OBJECTIVE: Reproduce the records from the line containing "Mark the white" through the end of the records, replacing each occurrence of "thickest" with "widest" and changing nothing else.

[start of ENTRIES PROVIDED]

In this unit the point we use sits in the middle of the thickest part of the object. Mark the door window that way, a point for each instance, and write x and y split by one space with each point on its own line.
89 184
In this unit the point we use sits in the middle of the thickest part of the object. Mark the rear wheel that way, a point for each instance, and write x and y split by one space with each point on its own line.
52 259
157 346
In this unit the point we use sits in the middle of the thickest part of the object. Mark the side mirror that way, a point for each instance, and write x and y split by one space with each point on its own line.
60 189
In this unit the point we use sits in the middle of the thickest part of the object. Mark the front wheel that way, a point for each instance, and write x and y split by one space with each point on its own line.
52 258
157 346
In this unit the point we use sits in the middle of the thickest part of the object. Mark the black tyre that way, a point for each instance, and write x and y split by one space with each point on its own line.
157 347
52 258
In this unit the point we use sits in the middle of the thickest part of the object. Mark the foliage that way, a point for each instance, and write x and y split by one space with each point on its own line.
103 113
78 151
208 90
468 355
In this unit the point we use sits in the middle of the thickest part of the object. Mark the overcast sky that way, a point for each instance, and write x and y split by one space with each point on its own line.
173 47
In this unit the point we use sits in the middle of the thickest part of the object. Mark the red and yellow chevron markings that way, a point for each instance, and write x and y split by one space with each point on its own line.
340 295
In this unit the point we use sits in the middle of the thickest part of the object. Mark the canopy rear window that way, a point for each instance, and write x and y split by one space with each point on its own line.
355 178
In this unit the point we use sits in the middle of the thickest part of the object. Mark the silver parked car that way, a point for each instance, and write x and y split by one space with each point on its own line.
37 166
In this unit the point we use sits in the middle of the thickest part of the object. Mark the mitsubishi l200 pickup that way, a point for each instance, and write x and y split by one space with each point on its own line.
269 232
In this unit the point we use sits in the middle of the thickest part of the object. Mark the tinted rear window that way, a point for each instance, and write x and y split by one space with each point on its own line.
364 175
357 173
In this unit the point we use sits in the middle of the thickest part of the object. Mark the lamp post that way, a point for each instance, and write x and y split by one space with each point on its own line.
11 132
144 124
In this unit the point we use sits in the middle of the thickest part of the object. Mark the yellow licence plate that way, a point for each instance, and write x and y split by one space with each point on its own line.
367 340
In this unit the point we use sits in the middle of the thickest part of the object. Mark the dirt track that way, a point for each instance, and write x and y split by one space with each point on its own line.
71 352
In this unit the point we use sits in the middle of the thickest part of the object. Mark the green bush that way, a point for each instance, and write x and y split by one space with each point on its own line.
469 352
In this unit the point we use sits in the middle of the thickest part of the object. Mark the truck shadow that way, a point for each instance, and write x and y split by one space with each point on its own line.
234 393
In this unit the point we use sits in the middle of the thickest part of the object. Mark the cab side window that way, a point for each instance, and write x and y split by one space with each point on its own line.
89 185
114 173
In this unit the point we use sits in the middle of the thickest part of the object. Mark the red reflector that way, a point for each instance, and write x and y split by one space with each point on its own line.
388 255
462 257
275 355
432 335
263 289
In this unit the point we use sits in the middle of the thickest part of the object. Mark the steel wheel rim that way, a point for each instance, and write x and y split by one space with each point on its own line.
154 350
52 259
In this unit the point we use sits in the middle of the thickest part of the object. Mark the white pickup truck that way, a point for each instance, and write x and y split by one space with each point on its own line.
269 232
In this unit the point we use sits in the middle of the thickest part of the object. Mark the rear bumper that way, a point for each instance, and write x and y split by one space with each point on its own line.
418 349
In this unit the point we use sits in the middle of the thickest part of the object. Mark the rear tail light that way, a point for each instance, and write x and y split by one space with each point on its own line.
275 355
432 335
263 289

[end of ENTRIES PROVIDED]

COMPLETE OUTPUT:
In this unit the point we use sits in the middle of the widest part of the object. Mark the white pickup truck that way, a point for each instance, and write x and y split by one space with each point on its own line.
269 232
In this unit the point we use sits in the middle of the widest part of the object. Mark the rear bumper that way, a point for each instance, and write x and y split by one space with each point on its own line.
418 349
In this unit the point we use sits in the middle of the widest part of the object. Mark the rear tail light that way, a point for each instance, and write x and y split by one space with each point on its own line.
275 355
432 335
263 289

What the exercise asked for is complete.